**WHAT TO WORK ON:** In the material below, find the line with "tag the hillside vegetation" and the line with "tag the crumpled car hood", then output those two lines and every line between them, exactly.
++++++++++++++++++++
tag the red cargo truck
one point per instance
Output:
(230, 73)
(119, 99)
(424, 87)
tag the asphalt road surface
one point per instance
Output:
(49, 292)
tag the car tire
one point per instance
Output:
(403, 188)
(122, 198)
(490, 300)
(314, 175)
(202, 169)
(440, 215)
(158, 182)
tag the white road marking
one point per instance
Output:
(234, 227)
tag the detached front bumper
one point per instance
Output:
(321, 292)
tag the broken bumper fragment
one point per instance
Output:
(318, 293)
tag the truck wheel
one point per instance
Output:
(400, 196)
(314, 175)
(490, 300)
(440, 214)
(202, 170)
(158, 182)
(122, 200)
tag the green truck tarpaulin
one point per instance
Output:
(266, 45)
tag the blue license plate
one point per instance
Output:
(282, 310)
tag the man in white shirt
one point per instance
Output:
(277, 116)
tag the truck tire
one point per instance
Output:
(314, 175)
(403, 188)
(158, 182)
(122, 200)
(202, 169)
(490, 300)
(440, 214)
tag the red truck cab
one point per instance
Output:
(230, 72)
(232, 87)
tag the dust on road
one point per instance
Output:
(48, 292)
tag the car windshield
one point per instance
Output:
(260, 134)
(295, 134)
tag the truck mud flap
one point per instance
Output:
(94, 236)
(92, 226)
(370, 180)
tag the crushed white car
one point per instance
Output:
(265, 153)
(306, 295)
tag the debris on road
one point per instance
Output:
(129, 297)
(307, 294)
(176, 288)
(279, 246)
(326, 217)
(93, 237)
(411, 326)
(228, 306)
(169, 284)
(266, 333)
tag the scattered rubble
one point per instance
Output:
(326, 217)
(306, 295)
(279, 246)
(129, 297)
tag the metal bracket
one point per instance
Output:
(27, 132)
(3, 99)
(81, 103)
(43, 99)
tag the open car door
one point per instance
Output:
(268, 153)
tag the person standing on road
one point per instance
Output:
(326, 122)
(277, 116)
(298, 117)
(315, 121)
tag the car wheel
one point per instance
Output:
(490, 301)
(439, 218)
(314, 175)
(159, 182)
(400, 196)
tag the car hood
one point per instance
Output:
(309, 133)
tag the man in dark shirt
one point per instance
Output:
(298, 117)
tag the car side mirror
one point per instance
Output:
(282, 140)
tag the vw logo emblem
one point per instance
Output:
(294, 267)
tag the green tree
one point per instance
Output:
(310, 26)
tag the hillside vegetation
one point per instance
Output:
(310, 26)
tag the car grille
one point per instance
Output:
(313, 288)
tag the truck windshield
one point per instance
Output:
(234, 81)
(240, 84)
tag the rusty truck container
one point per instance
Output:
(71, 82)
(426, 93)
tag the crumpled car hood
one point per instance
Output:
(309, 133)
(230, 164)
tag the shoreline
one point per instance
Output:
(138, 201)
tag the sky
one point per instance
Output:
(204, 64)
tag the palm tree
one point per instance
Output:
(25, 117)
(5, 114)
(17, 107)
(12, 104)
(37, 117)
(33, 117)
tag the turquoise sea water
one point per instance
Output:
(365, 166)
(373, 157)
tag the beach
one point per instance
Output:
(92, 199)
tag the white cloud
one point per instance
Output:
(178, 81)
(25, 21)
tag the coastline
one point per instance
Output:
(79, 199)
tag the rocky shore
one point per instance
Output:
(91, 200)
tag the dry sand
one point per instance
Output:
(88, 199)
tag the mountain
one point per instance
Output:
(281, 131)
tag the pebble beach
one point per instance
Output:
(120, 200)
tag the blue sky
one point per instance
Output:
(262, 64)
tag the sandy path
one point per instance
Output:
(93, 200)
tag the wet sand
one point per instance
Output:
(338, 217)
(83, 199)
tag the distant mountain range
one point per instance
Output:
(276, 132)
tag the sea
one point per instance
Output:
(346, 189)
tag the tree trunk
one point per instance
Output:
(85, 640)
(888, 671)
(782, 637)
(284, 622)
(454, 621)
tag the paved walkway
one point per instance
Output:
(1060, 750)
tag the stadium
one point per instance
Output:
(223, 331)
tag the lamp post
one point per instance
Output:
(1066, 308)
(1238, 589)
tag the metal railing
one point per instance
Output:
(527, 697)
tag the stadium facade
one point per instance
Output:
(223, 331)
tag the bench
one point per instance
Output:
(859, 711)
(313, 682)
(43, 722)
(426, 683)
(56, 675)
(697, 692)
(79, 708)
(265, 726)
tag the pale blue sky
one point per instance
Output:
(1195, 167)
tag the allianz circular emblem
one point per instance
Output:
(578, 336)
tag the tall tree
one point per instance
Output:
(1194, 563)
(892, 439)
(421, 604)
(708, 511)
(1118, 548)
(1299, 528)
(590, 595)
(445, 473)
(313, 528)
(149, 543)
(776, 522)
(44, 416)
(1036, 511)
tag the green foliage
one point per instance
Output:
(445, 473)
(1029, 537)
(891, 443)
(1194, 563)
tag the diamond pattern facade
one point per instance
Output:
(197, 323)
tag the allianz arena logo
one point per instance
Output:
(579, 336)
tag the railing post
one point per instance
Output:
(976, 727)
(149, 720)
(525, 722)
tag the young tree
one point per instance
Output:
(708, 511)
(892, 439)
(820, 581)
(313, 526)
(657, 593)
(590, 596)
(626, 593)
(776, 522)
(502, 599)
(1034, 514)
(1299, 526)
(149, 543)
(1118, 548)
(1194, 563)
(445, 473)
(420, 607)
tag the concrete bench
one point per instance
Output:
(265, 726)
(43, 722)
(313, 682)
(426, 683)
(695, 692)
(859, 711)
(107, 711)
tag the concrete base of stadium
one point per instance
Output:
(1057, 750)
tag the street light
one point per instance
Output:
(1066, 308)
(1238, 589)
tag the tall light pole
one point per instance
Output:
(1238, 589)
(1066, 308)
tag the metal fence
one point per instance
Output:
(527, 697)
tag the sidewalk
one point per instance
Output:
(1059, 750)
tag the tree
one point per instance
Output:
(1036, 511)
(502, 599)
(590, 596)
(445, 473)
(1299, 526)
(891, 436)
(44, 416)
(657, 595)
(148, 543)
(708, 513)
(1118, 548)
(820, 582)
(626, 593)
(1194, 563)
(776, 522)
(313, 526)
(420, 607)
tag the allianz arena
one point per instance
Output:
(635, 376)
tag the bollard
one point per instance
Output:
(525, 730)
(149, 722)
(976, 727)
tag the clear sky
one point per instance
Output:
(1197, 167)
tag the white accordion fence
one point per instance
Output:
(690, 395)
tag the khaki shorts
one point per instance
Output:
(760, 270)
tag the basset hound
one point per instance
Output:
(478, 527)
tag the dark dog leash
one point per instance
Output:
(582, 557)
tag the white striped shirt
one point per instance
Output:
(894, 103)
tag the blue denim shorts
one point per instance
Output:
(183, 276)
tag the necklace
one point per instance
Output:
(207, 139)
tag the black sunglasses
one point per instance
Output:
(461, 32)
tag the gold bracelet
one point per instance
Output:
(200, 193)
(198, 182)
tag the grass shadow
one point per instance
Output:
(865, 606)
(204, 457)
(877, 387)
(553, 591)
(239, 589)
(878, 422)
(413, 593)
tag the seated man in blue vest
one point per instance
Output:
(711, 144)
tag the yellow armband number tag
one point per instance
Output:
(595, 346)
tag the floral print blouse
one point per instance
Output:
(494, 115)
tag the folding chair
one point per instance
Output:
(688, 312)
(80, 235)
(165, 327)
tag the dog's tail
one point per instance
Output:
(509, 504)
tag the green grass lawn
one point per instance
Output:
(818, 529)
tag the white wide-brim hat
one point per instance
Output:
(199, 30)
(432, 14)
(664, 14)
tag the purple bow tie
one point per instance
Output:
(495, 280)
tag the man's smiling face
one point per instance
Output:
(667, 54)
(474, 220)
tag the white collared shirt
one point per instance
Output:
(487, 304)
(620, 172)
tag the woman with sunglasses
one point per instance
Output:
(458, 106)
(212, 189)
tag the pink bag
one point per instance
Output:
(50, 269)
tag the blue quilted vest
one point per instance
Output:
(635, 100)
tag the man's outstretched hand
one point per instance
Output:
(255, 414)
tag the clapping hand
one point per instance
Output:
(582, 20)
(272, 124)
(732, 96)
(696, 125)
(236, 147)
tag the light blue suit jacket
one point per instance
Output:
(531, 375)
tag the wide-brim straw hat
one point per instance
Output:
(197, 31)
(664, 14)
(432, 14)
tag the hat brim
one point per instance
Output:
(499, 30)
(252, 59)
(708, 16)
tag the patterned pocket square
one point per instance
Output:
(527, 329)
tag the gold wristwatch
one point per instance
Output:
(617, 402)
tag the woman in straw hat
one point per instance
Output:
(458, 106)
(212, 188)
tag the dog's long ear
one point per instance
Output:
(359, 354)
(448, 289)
++++++++++++++++++++
**YOUR RESPONSE:**
tag the hillside vegetation
one point per instance
Output:
(310, 26)
tag the car grille
one point per instance
Output:
(313, 288)
tag the truck windshield
one point per instance
Output:
(234, 81)
(240, 84)
tag the rusty truck container
one point per instance
Output:
(71, 82)
(426, 93)
tag the crumpled car hood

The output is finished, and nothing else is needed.